───── GIVEN DATA ─────

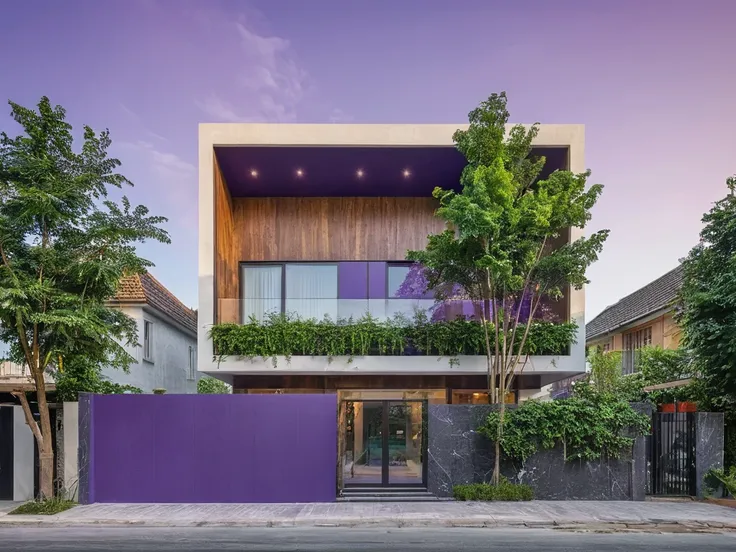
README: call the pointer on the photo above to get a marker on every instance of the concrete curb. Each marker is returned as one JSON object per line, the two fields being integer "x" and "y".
{"x": 638, "y": 526}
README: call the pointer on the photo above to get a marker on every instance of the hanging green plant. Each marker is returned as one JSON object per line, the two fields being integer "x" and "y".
{"x": 285, "y": 335}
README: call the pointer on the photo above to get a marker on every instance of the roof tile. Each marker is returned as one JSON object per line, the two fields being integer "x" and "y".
{"x": 655, "y": 296}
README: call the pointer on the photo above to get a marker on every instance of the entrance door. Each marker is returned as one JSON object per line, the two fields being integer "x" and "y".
{"x": 385, "y": 443}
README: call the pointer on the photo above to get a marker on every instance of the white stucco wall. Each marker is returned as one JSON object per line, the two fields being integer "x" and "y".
{"x": 71, "y": 449}
{"x": 381, "y": 135}
{"x": 169, "y": 368}
{"x": 22, "y": 457}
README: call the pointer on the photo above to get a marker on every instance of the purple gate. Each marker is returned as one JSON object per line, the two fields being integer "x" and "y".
{"x": 207, "y": 448}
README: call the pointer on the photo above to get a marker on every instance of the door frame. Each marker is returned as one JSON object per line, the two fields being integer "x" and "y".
{"x": 385, "y": 458}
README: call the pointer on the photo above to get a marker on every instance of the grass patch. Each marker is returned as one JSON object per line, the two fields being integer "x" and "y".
{"x": 44, "y": 507}
{"x": 504, "y": 491}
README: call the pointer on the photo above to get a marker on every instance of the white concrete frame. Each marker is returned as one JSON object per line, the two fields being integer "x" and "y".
{"x": 213, "y": 135}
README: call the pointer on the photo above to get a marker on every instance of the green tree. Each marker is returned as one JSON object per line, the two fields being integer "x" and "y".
{"x": 212, "y": 386}
{"x": 708, "y": 309}
{"x": 496, "y": 249}
{"x": 63, "y": 249}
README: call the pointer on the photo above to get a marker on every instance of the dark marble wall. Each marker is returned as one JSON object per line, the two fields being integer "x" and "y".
{"x": 709, "y": 435}
{"x": 85, "y": 446}
{"x": 458, "y": 454}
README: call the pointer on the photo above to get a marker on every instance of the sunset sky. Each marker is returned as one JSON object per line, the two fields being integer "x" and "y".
{"x": 653, "y": 81}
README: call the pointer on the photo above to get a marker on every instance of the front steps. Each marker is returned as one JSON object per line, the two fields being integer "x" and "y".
{"x": 387, "y": 494}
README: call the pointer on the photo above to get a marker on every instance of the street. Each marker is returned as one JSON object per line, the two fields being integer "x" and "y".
{"x": 326, "y": 539}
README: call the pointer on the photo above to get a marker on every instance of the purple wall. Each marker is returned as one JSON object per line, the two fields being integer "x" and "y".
{"x": 210, "y": 448}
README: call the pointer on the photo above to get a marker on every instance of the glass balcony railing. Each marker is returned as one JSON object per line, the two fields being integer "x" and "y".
{"x": 240, "y": 311}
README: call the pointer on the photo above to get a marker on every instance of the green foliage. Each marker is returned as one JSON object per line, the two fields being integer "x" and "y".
{"x": 46, "y": 507}
{"x": 586, "y": 429}
{"x": 654, "y": 366}
{"x": 63, "y": 245}
{"x": 213, "y": 386}
{"x": 504, "y": 491}
{"x": 284, "y": 335}
{"x": 717, "y": 477}
{"x": 708, "y": 312}
{"x": 500, "y": 226}
{"x": 83, "y": 377}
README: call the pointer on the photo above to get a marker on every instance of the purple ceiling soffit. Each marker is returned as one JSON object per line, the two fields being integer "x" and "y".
{"x": 377, "y": 280}
{"x": 352, "y": 280}
{"x": 348, "y": 171}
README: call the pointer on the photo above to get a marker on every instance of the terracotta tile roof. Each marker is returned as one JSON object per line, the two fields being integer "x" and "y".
{"x": 144, "y": 288}
{"x": 653, "y": 297}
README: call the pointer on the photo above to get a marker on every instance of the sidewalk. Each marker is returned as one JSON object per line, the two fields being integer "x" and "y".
{"x": 642, "y": 516}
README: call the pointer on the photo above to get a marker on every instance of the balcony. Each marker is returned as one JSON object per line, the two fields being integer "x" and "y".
{"x": 358, "y": 328}
{"x": 17, "y": 375}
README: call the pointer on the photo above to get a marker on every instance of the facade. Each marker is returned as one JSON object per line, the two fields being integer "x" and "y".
{"x": 316, "y": 220}
{"x": 643, "y": 318}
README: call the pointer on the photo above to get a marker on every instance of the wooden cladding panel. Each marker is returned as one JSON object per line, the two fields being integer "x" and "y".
{"x": 226, "y": 244}
{"x": 332, "y": 228}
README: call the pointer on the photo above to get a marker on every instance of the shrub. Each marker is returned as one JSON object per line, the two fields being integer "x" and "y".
{"x": 717, "y": 477}
{"x": 585, "y": 429}
{"x": 46, "y": 507}
{"x": 504, "y": 491}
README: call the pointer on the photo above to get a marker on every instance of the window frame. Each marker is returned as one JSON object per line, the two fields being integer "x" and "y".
{"x": 192, "y": 363}
{"x": 148, "y": 341}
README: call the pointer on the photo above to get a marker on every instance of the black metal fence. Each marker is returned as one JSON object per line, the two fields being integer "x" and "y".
{"x": 672, "y": 454}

─────

* DIRECTIVE:
Extract every item above word for word, leaving the pictures out of your answer.

* CORRECT OUTPUT:
README: call the pointer on the photo above to get a marker on every instance of the concrete curb. Each marker is returned as one JSON object per line, the two fields being integer "x" and "y".
{"x": 638, "y": 526}
README: call the pointer on the photo above to get a marker on every instance of the hanging green plant. Each marker is returned as one JSON object per line, the two fields being integer "x" and "y".
{"x": 285, "y": 335}
README: call the pointer on the photo above to get a marker on every instance of the roof tile. Each marker is returned as one JSON object per line, the two fields being integer "x" and "y".
{"x": 655, "y": 296}
README: call the pointer on the photo above to get a marker on every instance of the entrance door. Each marker is returned as one JSON object per line, the two fields being integer "x" and "y".
{"x": 385, "y": 443}
README: call the pointer on the photo above to get a marker on every instance of the white stucco wall. Each marker is returned as one JSON object per line, the two fields being integer "x" and "y".
{"x": 71, "y": 449}
{"x": 381, "y": 135}
{"x": 169, "y": 368}
{"x": 22, "y": 457}
README: call the pointer on the photo above to get a marker on every instance of the purple gate. Each marker is returned as one JSON object per line, the two fields being integer "x" and "y".
{"x": 207, "y": 448}
README: call the pointer on the photo above to get a marker on every instance of the door frame. Each marker is returned as one JSON object per line, the two fields being integer "x" and "y".
{"x": 385, "y": 458}
README: call the pointer on the photo above to get a marker on every instance of the grass patch. Each marker is returned as one JSON object per line, the two fields being integer "x" and "y".
{"x": 44, "y": 507}
{"x": 504, "y": 491}
README: call the pointer on the photo above to get a marker on every instance of the white concrete frame. Each marker is returned as one JSON object per line, the two fields being integer "x" and "y".
{"x": 213, "y": 135}
README: call the pointer on the photo above to get a marker on every instance of the green tree. Each marker is returned as one JSON object per line, the two fields being integer "x" and "y".
{"x": 212, "y": 386}
{"x": 708, "y": 309}
{"x": 496, "y": 249}
{"x": 63, "y": 249}
README: call the pointer on the photo above to get a marker on every instance of the dark marble wall. Each marker is returned as one JSON object per line, the two fields being integer "x" and "y".
{"x": 709, "y": 435}
{"x": 85, "y": 446}
{"x": 458, "y": 454}
README: call the pointer on the photo above to get a marker on every instance of the sunset sky. Each marker is returned as one JSON object per line, the two fields being integer "x" and "y".
{"x": 653, "y": 81}
README: call the pointer on the photo above to get a marker on every instance of the front steps. Each marker is returned as one JSON object per line, the two fields being integer "x" and "y".
{"x": 387, "y": 494}
README: call the pointer on the photo above to get a marker on every instance of the street. Each marker is returned as one JSON object per line, the two fields being integer "x" and "y".
{"x": 326, "y": 539}
README: call the pointer on the photo above to get a marker on every instance of the purple wall. Each marker is returned as one JSON object per line, the two fields being integer "x" and "y".
{"x": 210, "y": 448}
README: call the pointer on the photo above to get a marker on every instance of the glass balcony railing. Each marker is returned as one JSON object per line, the two fields being integer "x" and "y".
{"x": 240, "y": 311}
README: call the pointer on the photo above to get a marker on every instance of the green foliage. Each marker is returned as one JSON object per line, the two fields being integer "x" and "y".
{"x": 46, "y": 507}
{"x": 586, "y": 429}
{"x": 654, "y": 366}
{"x": 63, "y": 245}
{"x": 213, "y": 386}
{"x": 504, "y": 491}
{"x": 284, "y": 335}
{"x": 717, "y": 477}
{"x": 708, "y": 312}
{"x": 500, "y": 226}
{"x": 83, "y": 377}
README: call the pointer on the photo above to get a marker on every instance of the purple ceiling soffit. Each marker is returned as one JSON object per line, the two fields being integer "x" and "y".
{"x": 377, "y": 280}
{"x": 352, "y": 280}
{"x": 348, "y": 171}
README: call the pointer on the photo above to get a marker on every instance of the terracotta tile roof. Each marker is returned as one JSON object per line, the two fields being integer "x" and "y".
{"x": 144, "y": 288}
{"x": 653, "y": 297}
README: call the pointer on the photo above to get a marker on every instance of the sidewalk. Each marker is returned as one JSON object per line, the two fields being integer "x" and "y".
{"x": 642, "y": 516}
README: call the pointer on the photo above to get a marker on every instance of the balcony. Each marker is returned as one JSON object per line, the two fields being integer "x" and "y".
{"x": 358, "y": 328}
{"x": 17, "y": 375}
README: call the pointer on the photo above to get a marker on every instance of the facade. Each marker is returned as one JSON object per line, the two fields being integer "x" and "y".
{"x": 316, "y": 220}
{"x": 643, "y": 318}
README: call the pointer on the photo above to get a marker on every instance of the wooden cladding panel. Each marker is returned as one JSON object per line, the two fields being integer "x" and "y".
{"x": 226, "y": 244}
{"x": 332, "y": 228}
README: call the pointer on the photo above to get a marker on every instance of the shrub. Each marker is returned as one JSON object per line, the two fields being integer "x" and "y".
{"x": 717, "y": 477}
{"x": 585, "y": 429}
{"x": 46, "y": 507}
{"x": 504, "y": 491}
README: call the pointer on the photo above to get a marker on every instance of the window frame. Each marker is returned as one JSON object per line, the two fields being integer "x" and "y".
{"x": 192, "y": 363}
{"x": 148, "y": 341}
README: call the pointer on the photo above to get a marker on every instance of the black metal fence. Each marker is returned as one JSON object per line, the two fields being integer "x" and "y".
{"x": 672, "y": 454}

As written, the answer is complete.